■ Extract ■
For the full interactive version of the report, click here or click-through the photo.

Screenshot from the opening page of the climate report
Screenshot from the opening page of the climate report

So maybe the science of these issue isn’t for you, but I will explain it to you simply: using fossil fuels at the rate we are now will cause all of these problems. How? Because excess greenhouse gases in the atmosphere warm the planet, causing this ridiculously long cascade of effects. I promise, there is science to back it up.

Projected water supplies – check out the red areas. This is not good.

■ Records for the exercise ■
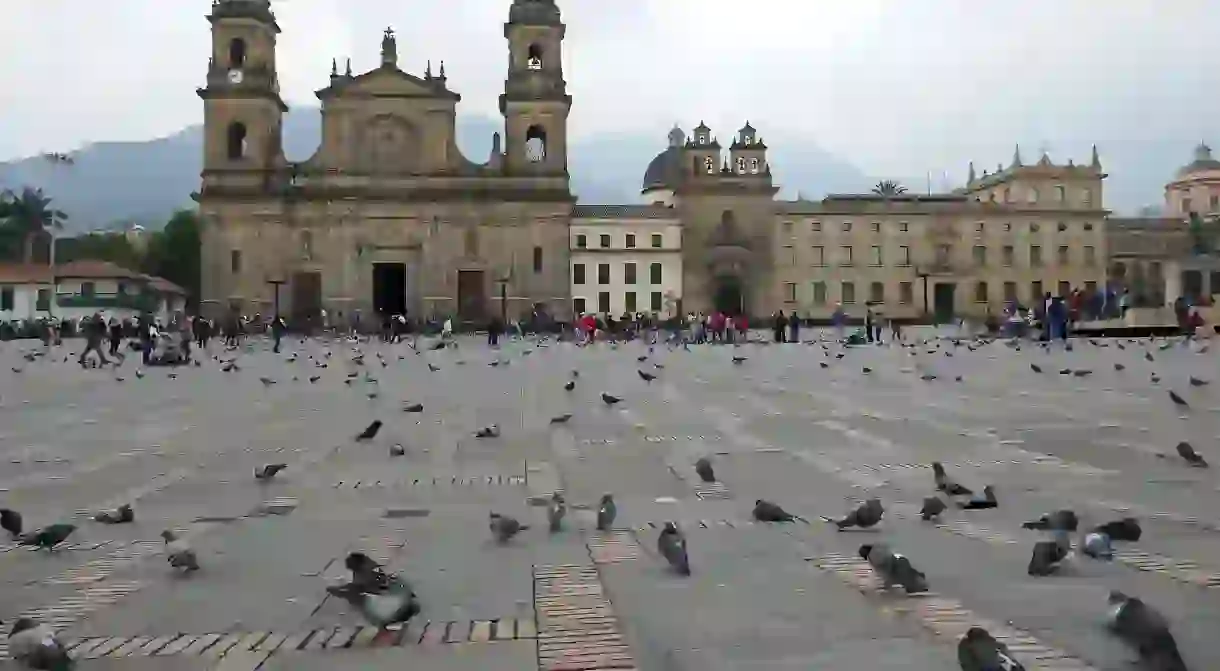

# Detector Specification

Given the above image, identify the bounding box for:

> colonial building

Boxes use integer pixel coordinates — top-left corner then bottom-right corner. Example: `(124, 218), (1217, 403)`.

(571, 205), (682, 318)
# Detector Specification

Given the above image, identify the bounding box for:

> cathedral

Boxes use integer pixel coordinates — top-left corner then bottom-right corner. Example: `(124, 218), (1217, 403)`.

(196, 0), (1105, 323)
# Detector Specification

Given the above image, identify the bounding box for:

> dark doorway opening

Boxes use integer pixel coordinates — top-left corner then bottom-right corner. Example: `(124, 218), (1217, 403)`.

(711, 277), (745, 317)
(373, 264), (406, 316)
(458, 271), (487, 325)
(932, 282), (958, 323)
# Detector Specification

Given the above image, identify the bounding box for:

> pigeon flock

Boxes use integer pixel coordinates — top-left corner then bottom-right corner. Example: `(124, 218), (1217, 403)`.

(0, 329), (1209, 671)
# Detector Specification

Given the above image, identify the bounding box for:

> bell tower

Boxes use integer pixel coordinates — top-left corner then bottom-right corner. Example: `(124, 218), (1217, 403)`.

(500, 0), (572, 176)
(196, 0), (288, 179)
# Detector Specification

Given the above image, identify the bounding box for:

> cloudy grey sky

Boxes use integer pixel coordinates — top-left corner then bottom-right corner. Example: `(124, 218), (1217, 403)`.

(0, 0), (1220, 189)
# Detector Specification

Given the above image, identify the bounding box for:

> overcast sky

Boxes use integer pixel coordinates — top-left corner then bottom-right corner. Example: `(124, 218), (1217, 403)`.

(0, 0), (1220, 184)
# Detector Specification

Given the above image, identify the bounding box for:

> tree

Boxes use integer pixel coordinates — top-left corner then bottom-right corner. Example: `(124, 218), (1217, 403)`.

(0, 187), (68, 264)
(140, 210), (200, 310)
(872, 179), (906, 198)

■ Directions ■
1) Edit the records from their start through the line containing "(196, 0), (288, 179)", swapping "Detector" for "Finder" and keeping everything else the same. Leave the pictures out of your answer.
2) Pick up the climate report piece from where it stops and keep it going.
The climate text and the records have nothing to do with each other.

■ Answers per task ■
1)
# Finder Specification

Given the above image, identify the bounding box for:

> colonial building

Boxes use integer pixel coordinates — top-left corner then bottom-right corner. Example: `(124, 218), (1217, 403)`.

(571, 205), (682, 318)
# Finder Specification

Given the above image, identify the bounding box for:

> cathedral

Boxes use integer pixel coordinates — top-left corner then bottom-right corner. Example: `(124, 218), (1217, 403)`.

(196, 0), (1105, 323)
# Finder Specification

Given the above image, identify the bounding box for:

> dark doorway opening

Boxes use integer pixel coordinates — top-left corner then bottom-right corner. Example: `(124, 218), (1217, 403)`.

(711, 277), (745, 317)
(373, 264), (406, 316)
(458, 271), (487, 325)
(932, 282), (958, 323)
# Finder Specification

Given the above image, identify the bounding box for:

> pigeon flock

Boxes use integer pixel coordinates — top-left corner then bottom-right corner. Example: `(124, 218), (1217, 403)`.

(0, 329), (1209, 671)
# Finder Specification

Given the above image, identify the bounding box for:

> bell tower

Boxes use integer pixel coordinates — top-left corner then bottom-right corner. Example: `(124, 218), (1217, 403)`.

(500, 0), (572, 176)
(196, 0), (288, 179)

2)
Some of key messages from the “response” part of the assessment are as follows:

  • If this is going to work, the private sector has to work with the industrial sector
  • Barriers to change include funding and legislation
  • There is no “one size fits all” solution
  • Climate change adaptation measures can be community oriented, like a better plan for disasters and sustainable development
  • Multiple stress communities are in trouble first
  • Global mitigation needs to be taken by the horns at the industrial level in order to change greenhouse gas levels more quickly
  • Despite the “doomed” approach, greenhouse gas emissions have lowered in recent years, but they need to be lowered more
  • We need the help of scientists if we are going to get this right
  • Things to remember: the climate hasn’t changed this drastically since we have been on it. So, these projections are models based on science.
Projected temperature increase for California, Nevada, Utah, Arizona Colorado and New Mexico. With increased emissions and without!

As a journalist, this is where I come in. The past few months I have been learning about how to translate science so news consumers can understand it, and what better way to do this than through educating the public on climate change mitigation? Journalists also need to be responsible in telling stories of people who’s lives have been ruined by climate change, as I think that is the only way to get the message across.

In short, the climate conversation shouldn’t be “wow, is climate change real?”

It should be this: the changes are happening. Climate change is real. Now what are we going to do about it?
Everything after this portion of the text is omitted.